• _Extrait_:

╭──

La dissertation de Culture générale
Votre travail s’organise en trois temps : l’accueil du sujet et le travail préparatoire ; l’élaboration d’une problématique ; la rédaction du devoir. Nous envisagerons successivement ces trois moments.
I - De l’accueil du sujet au travail préparatoire.
Pas d’accueil véritable sans l’ascèse d’une retenue !
Que signifie cette formule trop énigmatique pour certains?
Accueillir, c’est s’ouvrir à ce qui vient. Or la plupart des candidats avant toute prise en considération véritable du sujet, s’en empare pour y plaquer ce qu’ils savent déjà : le souvenir d’un chapitre de cours, la connaissance de tel texte, de tel auteur. Le sujet n’est plus qu’un alibi, il se réduit à un ou deux termes qui captent indûment toute l’attention de l’étudiant. La première chose à faire est donc de rester disponible aux possibilités de sens d’un énoncé au lieu d’immédiatement les réduire. Il faut donc se retenir de tout effort de mémoire, de toute reconnaissance immédiate par identification, assimilation réductrice vous ramenant vers des sentiers trop connus. Si vous lisez un sujet en vous disant « c’est classique, je connais ; j’ai déjà vu tout ça, pas de problèmes ! », vous courez à la catastrophe. Cela éclaire la déception de tant de candidats devant leur résultat, alors qu’ils ont eu le sentiment d’une épreuve sans difficulté... parce qu’ils n’en ont pas vu l’originalité.
Le travail sur le sujet se ramène donc à deux problèmes :
II - Comment examiner un sujet ?
Quatre types de sujet sont possibles : un terme, un couple de termes, une question, un énoncé assez court, parfois sous forme de citation.
1 - Un terme.
Ce type de sujet déroute les étudiants qui ne savent pas par “quel bout” commencer. Si ce terme vous est proposé, c’est qu’il est porteur d’ambiguïtés de sens, de valeur. Vous devez :
Ces oppositions et/ou nuances peuvent être également déterminées par les expressions de la vie courante : que veut-on dire par la formule “courageux, mais par téméraire !”. L’intérêt de ces expressions vient de ce qu’elles évoquent le terme dans des contextes communicationnels qui en éclairent le sens. Cela permet à votre propos de s’ancrer dans la réalité des usages... et de vous protéger de tout délire !

╰──

• _Consigne 1_: Dénombrez les lignes des enregistrements qui contiennent la chaîne « jeans ». Indiquez uniquement ce nombre.

• _Données fournies_:
╭──

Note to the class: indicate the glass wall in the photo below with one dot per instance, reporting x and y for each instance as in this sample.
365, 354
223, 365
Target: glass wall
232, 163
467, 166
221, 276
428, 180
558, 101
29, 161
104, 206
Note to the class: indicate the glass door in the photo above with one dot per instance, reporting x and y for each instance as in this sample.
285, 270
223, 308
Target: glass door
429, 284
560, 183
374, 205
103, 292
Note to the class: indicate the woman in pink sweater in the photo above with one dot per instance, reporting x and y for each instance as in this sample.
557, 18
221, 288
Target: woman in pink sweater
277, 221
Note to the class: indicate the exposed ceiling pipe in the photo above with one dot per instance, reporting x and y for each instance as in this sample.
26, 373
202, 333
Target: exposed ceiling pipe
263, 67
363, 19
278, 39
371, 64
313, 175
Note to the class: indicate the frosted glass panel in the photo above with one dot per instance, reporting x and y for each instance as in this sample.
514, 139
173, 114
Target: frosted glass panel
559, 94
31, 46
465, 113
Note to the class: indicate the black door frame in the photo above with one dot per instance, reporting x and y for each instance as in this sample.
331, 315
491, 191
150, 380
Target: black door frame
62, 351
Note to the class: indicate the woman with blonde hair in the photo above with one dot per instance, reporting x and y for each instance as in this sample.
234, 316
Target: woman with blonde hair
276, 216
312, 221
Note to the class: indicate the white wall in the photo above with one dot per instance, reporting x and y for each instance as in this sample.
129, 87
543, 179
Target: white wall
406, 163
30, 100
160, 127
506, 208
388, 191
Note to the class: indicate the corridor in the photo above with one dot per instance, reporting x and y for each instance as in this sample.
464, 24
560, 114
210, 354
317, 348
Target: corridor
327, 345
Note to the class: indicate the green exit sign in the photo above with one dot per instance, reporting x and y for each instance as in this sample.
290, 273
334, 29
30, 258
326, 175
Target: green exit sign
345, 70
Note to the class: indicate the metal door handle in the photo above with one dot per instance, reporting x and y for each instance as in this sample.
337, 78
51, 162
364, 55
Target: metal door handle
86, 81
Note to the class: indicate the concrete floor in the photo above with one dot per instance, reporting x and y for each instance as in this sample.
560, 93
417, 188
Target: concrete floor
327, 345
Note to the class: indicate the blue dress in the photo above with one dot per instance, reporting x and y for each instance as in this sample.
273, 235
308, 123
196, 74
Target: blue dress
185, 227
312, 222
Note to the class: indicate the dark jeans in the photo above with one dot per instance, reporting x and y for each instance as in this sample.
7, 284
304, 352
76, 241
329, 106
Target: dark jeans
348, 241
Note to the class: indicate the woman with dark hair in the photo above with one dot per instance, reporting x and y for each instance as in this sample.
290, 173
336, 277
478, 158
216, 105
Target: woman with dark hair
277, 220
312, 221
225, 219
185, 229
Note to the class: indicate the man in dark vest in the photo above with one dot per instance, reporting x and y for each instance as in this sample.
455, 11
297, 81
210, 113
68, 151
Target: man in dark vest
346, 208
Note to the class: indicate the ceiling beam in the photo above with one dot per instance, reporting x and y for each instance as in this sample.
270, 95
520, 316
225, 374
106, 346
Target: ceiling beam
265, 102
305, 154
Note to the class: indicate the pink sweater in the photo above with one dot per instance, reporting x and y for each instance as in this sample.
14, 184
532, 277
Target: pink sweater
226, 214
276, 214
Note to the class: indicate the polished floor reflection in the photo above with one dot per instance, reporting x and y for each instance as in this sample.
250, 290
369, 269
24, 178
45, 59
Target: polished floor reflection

╰──

• _Consigne 2_: Selon l'extrait, quels sont les quatre types de sujet possibles ?

• _Réponse correcte 1_: 2

• _Réponse correcte 2_: Un terme, un couple de termes, une question, un énoncé assez court, parfois sous forme de citation.